- [TASK REQUIREMENTS] Rewrite the entries from the line that has "One pin per instance of the vertical" through the line that has "<point>542,95</point>", changing "railing post" to "handrail post" and leaving everything else the same.

- [PROVIDED DATA]
------------------------------------------------------------

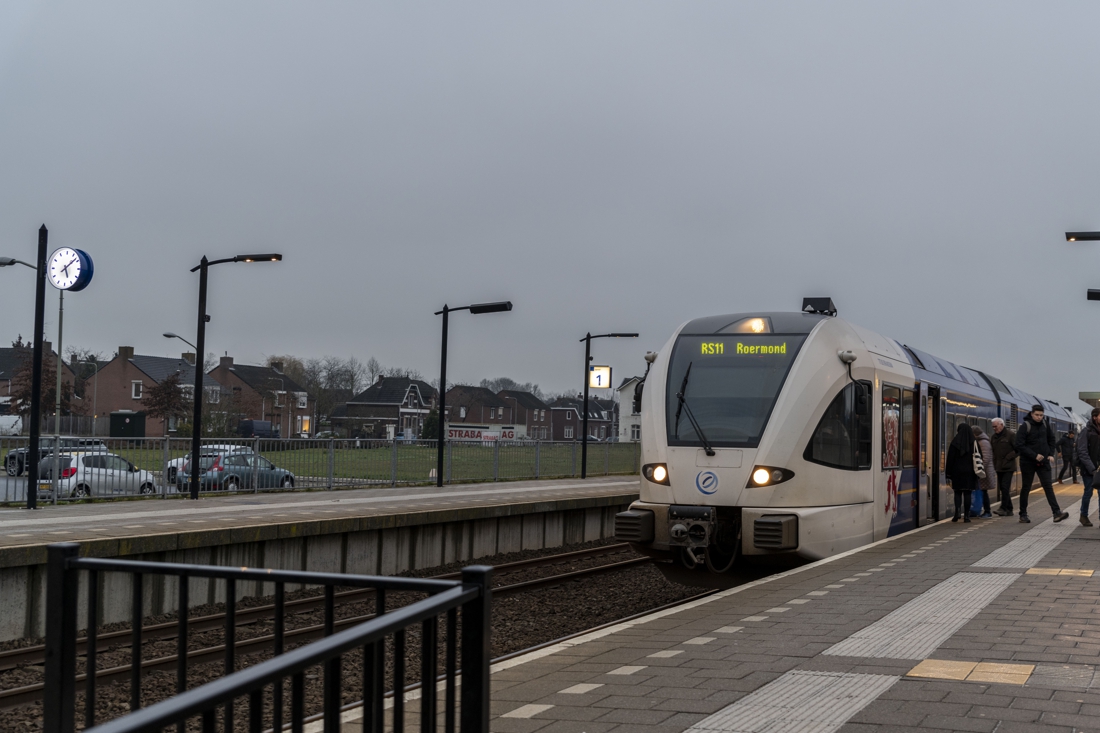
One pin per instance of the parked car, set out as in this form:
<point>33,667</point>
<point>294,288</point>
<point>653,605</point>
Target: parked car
<point>177,463</point>
<point>85,474</point>
<point>234,472</point>
<point>15,460</point>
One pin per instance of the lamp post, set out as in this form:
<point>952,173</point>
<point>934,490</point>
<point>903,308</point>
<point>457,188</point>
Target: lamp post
<point>200,342</point>
<point>584,420</point>
<point>95,394</point>
<point>475,309</point>
<point>40,306</point>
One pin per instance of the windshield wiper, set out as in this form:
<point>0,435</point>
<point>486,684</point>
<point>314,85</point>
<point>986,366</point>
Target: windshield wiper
<point>683,405</point>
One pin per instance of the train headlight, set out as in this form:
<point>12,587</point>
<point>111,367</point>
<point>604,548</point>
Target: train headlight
<point>768,476</point>
<point>656,472</point>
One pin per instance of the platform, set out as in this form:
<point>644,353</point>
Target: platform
<point>992,625</point>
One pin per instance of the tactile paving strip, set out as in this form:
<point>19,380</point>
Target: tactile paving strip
<point>799,702</point>
<point>1031,547</point>
<point>917,628</point>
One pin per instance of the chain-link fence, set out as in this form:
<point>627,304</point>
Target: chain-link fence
<point>105,468</point>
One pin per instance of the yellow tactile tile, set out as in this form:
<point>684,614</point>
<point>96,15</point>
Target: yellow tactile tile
<point>1000,673</point>
<point>943,669</point>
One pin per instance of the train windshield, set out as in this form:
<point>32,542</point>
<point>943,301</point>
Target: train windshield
<point>729,384</point>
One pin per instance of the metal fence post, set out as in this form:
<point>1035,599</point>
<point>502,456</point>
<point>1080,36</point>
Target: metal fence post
<point>332,461</point>
<point>58,698</point>
<point>393,465</point>
<point>475,652</point>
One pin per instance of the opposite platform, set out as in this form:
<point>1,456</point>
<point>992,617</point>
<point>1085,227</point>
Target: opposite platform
<point>985,626</point>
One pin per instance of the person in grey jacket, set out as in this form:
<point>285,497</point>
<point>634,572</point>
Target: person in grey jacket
<point>1088,458</point>
<point>989,483</point>
<point>1035,445</point>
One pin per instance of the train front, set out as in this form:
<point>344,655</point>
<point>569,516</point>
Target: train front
<point>740,456</point>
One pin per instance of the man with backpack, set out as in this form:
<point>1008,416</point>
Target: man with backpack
<point>1036,446</point>
<point>1088,456</point>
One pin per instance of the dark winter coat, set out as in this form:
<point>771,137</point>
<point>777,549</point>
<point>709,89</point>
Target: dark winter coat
<point>1035,439</point>
<point>959,465</point>
<point>1004,450</point>
<point>1088,448</point>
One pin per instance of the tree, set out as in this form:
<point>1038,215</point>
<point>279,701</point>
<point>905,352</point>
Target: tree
<point>167,400</point>
<point>430,429</point>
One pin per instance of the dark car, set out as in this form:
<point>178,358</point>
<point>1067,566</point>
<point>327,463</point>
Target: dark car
<point>235,472</point>
<point>15,461</point>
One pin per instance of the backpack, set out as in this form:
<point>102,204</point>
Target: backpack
<point>979,466</point>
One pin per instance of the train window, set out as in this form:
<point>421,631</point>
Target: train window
<point>891,427</point>
<point>908,430</point>
<point>843,436</point>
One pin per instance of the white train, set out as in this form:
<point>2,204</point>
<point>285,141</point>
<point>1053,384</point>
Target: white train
<point>799,435</point>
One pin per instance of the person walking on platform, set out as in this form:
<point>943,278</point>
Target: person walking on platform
<point>1004,462</point>
<point>959,470</point>
<point>1088,456</point>
<point>988,482</point>
<point>1036,446</point>
<point>1066,447</point>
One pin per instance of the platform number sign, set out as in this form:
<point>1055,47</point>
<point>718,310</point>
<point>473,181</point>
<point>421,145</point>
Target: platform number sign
<point>600,378</point>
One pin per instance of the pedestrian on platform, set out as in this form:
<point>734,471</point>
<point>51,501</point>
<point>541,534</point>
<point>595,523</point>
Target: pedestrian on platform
<point>1088,456</point>
<point>959,470</point>
<point>1067,448</point>
<point>988,482</point>
<point>1004,463</point>
<point>1035,445</point>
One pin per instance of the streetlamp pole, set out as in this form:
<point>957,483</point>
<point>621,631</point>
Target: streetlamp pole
<point>584,420</point>
<point>476,310</point>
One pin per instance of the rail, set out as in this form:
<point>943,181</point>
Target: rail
<point>471,594</point>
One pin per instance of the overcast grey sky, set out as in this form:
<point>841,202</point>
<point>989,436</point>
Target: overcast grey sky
<point>606,166</point>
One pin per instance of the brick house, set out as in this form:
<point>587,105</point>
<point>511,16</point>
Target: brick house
<point>567,414</point>
<point>11,362</point>
<point>278,398</point>
<point>530,415</point>
<point>393,405</point>
<point>121,384</point>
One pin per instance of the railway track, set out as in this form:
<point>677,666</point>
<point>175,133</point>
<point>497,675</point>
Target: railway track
<point>35,655</point>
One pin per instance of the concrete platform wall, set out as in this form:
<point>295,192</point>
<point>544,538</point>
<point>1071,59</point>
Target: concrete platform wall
<point>350,549</point>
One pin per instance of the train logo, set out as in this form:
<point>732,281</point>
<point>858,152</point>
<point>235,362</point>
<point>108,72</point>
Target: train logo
<point>706,482</point>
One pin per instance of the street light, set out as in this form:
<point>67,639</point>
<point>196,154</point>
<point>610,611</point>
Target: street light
<point>40,307</point>
<point>202,267</point>
<point>584,427</point>
<point>475,309</point>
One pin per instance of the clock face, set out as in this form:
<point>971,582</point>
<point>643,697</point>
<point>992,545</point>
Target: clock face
<point>68,269</point>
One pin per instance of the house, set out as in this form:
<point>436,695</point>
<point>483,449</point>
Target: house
<point>11,362</point>
<point>267,394</point>
<point>479,414</point>
<point>531,416</point>
<point>122,382</point>
<point>629,424</point>
<point>392,406</point>
<point>567,418</point>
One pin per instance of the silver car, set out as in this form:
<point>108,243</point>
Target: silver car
<point>95,474</point>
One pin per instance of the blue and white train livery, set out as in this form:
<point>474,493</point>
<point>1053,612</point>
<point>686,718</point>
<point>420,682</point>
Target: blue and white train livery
<point>799,434</point>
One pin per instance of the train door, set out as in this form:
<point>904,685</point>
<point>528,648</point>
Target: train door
<point>933,439</point>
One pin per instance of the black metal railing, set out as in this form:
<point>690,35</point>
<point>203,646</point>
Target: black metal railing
<point>465,714</point>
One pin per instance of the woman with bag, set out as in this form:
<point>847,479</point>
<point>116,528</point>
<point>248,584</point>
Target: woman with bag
<point>987,482</point>
<point>961,457</point>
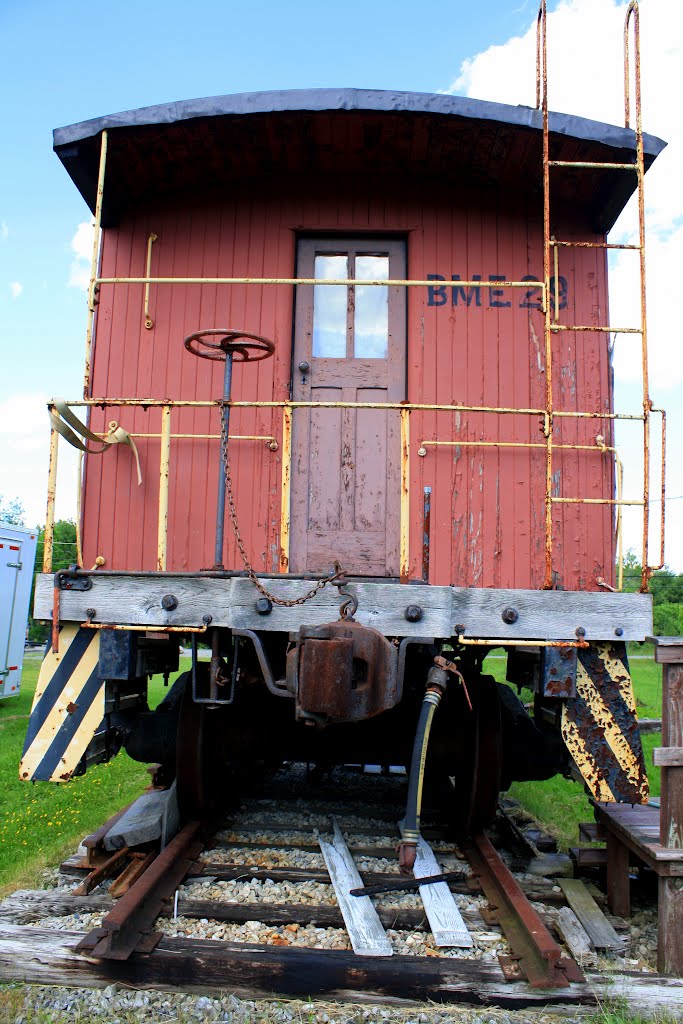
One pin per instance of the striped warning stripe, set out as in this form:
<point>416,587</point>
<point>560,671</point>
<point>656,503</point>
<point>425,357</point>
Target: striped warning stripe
<point>68,708</point>
<point>600,727</point>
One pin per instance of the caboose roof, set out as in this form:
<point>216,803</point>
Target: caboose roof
<point>204,142</point>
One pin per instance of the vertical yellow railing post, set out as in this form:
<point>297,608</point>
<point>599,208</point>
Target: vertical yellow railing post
<point>48,543</point>
<point>164,462</point>
<point>403,561</point>
<point>87,375</point>
<point>542,95</point>
<point>286,491</point>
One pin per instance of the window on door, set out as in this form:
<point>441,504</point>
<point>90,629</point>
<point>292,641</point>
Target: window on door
<point>351,322</point>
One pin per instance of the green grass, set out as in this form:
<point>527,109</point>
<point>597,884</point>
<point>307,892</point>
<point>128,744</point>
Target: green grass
<point>559,804</point>
<point>41,822</point>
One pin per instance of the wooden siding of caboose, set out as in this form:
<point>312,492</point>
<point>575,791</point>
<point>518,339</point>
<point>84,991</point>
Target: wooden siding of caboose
<point>486,504</point>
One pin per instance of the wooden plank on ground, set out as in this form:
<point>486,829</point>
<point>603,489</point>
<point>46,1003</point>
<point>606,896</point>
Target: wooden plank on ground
<point>249,972</point>
<point>601,933</point>
<point>365,928</point>
<point>577,938</point>
<point>445,922</point>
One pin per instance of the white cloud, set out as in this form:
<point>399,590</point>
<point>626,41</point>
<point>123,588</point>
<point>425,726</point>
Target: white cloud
<point>81,246</point>
<point>586,78</point>
<point>25,434</point>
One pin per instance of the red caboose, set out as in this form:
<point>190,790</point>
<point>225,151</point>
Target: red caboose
<point>358,342</point>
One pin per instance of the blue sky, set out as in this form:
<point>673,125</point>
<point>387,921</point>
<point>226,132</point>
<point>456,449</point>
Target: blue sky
<point>65,62</point>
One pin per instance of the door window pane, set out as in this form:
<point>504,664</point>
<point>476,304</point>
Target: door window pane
<point>330,308</point>
<point>371,316</point>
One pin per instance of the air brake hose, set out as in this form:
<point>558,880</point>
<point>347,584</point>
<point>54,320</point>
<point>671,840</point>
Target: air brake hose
<point>436,682</point>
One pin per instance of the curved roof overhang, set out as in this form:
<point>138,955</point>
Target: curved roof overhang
<point>204,142</point>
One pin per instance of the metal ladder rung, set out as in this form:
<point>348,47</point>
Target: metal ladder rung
<point>557,243</point>
<point>590,165</point>
<point>604,330</point>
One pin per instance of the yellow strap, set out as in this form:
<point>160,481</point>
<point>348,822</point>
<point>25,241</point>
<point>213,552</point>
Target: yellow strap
<point>116,435</point>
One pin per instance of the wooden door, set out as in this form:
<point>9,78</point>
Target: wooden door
<point>349,346</point>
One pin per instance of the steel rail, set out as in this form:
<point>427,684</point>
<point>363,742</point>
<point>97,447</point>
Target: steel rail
<point>127,927</point>
<point>536,952</point>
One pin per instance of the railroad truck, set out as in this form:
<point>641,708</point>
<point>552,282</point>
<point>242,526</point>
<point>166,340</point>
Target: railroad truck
<point>348,422</point>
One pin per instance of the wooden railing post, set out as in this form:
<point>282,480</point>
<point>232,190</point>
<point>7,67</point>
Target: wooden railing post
<point>669,653</point>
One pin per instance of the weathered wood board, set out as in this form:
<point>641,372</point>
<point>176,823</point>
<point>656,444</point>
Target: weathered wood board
<point>205,966</point>
<point>365,928</point>
<point>446,925</point>
<point>601,933</point>
<point>135,600</point>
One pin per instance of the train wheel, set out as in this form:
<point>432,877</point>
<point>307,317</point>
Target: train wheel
<point>196,777</point>
<point>474,754</point>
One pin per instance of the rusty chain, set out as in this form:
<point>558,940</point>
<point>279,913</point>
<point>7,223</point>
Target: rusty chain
<point>229,494</point>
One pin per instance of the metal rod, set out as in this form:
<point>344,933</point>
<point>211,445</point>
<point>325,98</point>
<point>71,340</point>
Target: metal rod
<point>87,388</point>
<point>640,165</point>
<point>410,407</point>
<point>404,495</point>
<point>522,444</point>
<point>321,282</point>
<point>286,492</point>
<point>148,323</point>
<point>597,329</point>
<point>220,504</point>
<point>164,469</point>
<point>509,642</point>
<point>151,628</point>
<point>48,541</point>
<point>79,509</point>
<point>542,92</point>
<point>426,530</point>
<point>592,245</point>
<point>590,165</point>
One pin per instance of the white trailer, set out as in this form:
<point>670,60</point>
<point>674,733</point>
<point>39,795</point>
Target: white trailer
<point>17,554</point>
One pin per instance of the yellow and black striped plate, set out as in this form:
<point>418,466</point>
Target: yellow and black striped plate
<point>600,726</point>
<point>68,708</point>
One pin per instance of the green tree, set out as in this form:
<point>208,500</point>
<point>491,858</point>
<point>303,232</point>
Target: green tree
<point>667,590</point>
<point>12,511</point>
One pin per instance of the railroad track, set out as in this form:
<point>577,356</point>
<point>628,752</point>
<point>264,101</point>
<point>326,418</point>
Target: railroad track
<point>249,905</point>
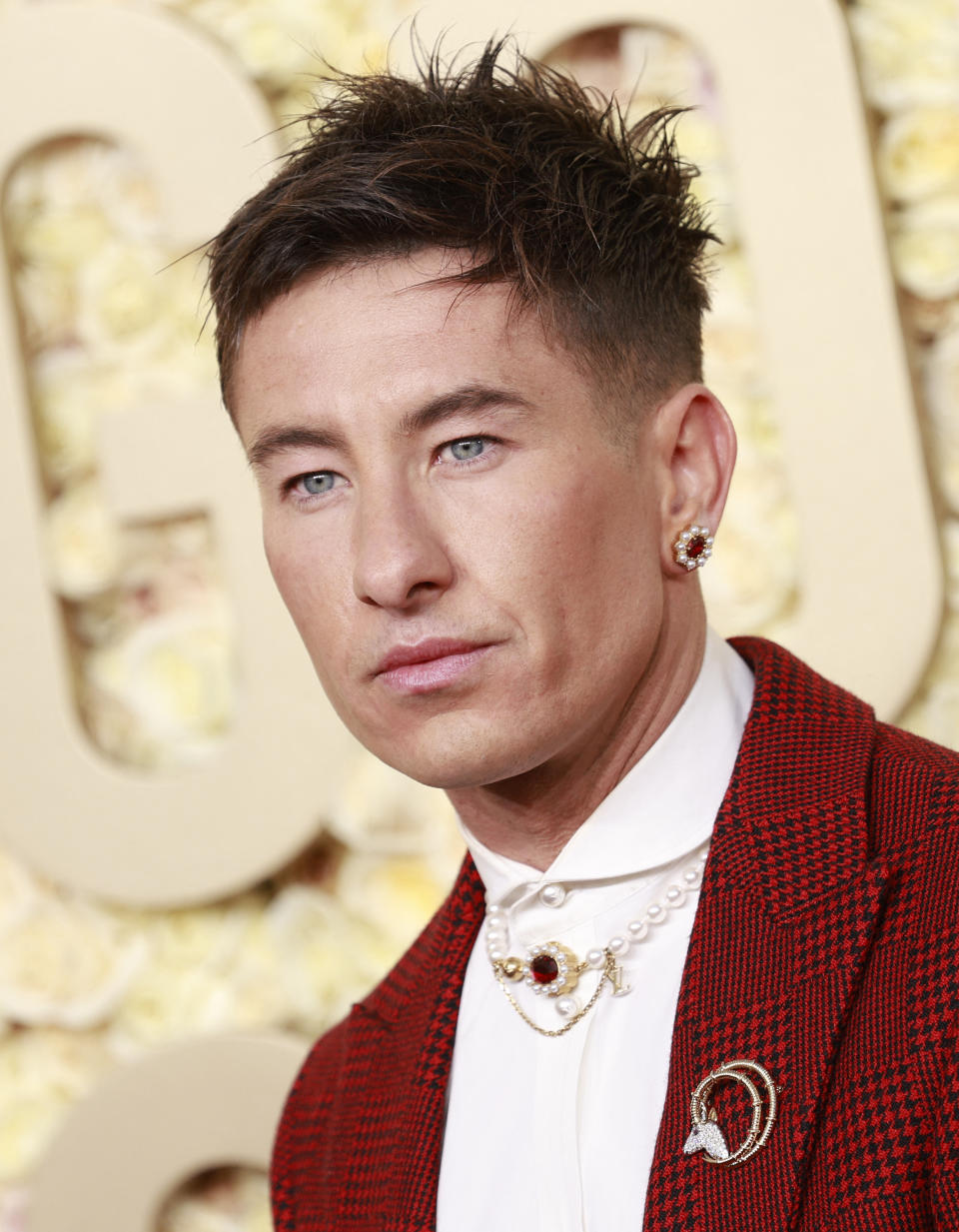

------------------------------------------------------------

- [ANSWER FOR THE TASK]
One pin per instance of the vertical yellow handrail post, set out as in this form:
<point>297,608</point>
<point>599,208</point>
Target: vertical yellow handrail post
<point>48,543</point>
<point>164,462</point>
<point>403,561</point>
<point>87,375</point>
<point>542,95</point>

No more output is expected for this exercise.